PROBLEM REQUIREMENTS » Find the line containing "Target: grass tuft". Retype it and every later line of the records exactly, leaving out pictures.

DATA SUPPLIED »
* * * * *

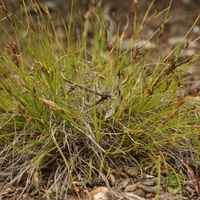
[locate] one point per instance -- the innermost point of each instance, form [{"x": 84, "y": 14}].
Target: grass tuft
[{"x": 70, "y": 110}]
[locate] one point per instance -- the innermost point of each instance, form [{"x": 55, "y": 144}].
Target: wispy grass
[{"x": 70, "y": 109}]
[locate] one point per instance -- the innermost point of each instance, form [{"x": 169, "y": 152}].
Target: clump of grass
[{"x": 70, "y": 111}]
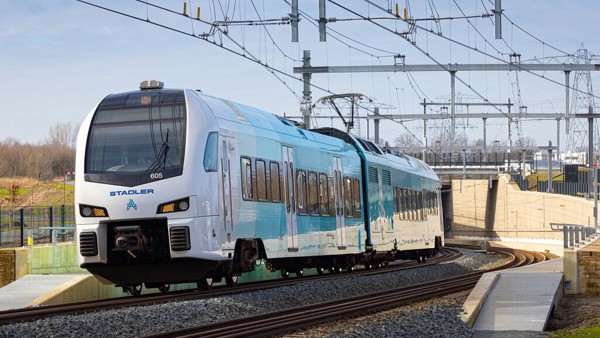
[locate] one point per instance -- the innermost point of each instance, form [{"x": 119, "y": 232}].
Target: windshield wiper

* * * * *

WRITTEN SOLUTION »
Target: grass tuft
[{"x": 70, "y": 110}]
[locate] one point per instance -- the innermost point of each instance, form [{"x": 55, "y": 144}].
Target: wispy grass
[{"x": 70, "y": 109}]
[locate] one point per instance -- the innermost point of each instance, form [{"x": 169, "y": 152}].
Target: clump of grass
[{"x": 70, "y": 111}]
[locate] one point per instance -- the innermost point of each instance, form [{"x": 119, "y": 232}].
Target: windshield wiper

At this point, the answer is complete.